**The problem:** Which lines run from the one containing "For each instance of the wooden cutting" to the end of the entries? Quote them exactly, and nothing else.

**Raw records:**
-- BEGIN --

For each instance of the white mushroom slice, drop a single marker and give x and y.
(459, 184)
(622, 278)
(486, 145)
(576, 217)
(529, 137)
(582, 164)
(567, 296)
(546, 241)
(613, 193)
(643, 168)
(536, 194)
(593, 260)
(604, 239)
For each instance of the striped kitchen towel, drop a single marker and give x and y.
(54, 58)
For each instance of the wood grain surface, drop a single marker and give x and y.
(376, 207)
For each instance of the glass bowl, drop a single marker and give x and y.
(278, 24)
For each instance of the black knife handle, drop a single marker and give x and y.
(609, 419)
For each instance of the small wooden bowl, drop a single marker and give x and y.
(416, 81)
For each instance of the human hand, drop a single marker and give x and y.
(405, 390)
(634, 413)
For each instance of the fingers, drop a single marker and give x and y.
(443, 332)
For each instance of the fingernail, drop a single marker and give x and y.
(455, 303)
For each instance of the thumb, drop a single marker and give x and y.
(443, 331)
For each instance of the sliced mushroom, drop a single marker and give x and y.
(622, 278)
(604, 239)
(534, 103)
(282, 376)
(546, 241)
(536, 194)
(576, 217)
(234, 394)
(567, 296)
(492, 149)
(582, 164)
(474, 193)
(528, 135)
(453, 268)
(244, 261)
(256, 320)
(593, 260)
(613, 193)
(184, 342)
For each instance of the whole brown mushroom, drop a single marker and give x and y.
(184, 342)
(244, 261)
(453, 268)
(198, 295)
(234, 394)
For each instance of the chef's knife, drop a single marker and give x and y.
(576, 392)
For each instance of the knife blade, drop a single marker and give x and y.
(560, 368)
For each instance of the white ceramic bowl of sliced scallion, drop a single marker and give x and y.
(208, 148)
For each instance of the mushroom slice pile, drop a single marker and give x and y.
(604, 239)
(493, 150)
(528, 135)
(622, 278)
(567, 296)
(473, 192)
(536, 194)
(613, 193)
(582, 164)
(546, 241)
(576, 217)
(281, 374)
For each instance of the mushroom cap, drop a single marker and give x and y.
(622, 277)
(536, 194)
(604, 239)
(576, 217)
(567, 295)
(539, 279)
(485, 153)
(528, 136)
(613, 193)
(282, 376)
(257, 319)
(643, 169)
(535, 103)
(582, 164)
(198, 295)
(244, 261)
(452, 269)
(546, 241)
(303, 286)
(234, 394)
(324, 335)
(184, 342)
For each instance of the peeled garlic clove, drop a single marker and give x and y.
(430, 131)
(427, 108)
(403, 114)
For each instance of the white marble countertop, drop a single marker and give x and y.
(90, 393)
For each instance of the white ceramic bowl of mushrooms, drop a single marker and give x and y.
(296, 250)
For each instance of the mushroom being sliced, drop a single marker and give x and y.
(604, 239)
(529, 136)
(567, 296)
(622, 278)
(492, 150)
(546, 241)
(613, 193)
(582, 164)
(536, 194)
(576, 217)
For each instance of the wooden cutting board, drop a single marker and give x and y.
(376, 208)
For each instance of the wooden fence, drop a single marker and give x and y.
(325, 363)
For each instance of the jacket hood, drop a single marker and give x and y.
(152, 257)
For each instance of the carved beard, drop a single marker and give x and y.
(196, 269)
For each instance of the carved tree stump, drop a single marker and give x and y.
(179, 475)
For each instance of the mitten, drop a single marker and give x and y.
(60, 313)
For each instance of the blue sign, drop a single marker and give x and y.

-- END --

**Solution:**
For each instance of the wooden cutting board, drop a single marker and give x and y.
(376, 208)
For each instance of the wooden fence, drop a single marker and give x and y.
(325, 363)
For each instance of the jacket hood, drop a single marker and give x and y.
(152, 257)
For each instance of the carved beard, drop a single marker and give x and y.
(196, 269)
For each instance of the carved tree stump, drop a single marker and give x and y.
(179, 475)
For each instance of the mitten, drop a single marker and give x and y.
(60, 313)
For each instance of the blue sign, drop a single marker and give x and y.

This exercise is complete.